Please show all lines of the records that include "leaf".

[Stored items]
***
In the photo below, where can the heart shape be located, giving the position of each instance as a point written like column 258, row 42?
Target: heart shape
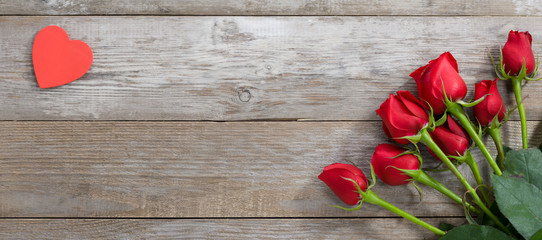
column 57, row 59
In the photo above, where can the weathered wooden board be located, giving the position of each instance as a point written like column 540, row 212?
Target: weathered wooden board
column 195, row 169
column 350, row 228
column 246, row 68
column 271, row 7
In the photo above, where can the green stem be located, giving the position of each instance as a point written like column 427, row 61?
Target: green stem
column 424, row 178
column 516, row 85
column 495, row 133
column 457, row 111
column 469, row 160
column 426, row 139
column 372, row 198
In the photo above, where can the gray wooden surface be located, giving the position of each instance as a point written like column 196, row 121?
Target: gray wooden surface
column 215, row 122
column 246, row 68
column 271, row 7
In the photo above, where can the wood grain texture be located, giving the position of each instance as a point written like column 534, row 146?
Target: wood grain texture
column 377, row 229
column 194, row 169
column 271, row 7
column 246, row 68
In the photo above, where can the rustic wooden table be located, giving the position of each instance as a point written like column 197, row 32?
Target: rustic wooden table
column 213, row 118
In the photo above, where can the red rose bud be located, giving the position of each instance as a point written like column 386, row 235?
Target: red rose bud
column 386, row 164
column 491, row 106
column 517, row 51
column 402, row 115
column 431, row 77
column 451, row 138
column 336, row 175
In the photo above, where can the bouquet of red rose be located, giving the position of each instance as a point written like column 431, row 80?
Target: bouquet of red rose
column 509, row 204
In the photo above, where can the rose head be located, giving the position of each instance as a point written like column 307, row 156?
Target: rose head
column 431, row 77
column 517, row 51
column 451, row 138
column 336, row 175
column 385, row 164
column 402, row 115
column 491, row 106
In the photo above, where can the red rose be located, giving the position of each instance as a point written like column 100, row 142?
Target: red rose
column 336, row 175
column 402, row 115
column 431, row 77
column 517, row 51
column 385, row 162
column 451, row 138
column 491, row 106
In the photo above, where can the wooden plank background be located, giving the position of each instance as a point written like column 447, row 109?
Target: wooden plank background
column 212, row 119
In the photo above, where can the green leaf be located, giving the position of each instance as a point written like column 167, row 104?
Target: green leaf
***
* **Exercise result**
In the photo above, where can the green leaf be located, giving the position of each instance as a point written like column 167, row 104?
Target: green leaf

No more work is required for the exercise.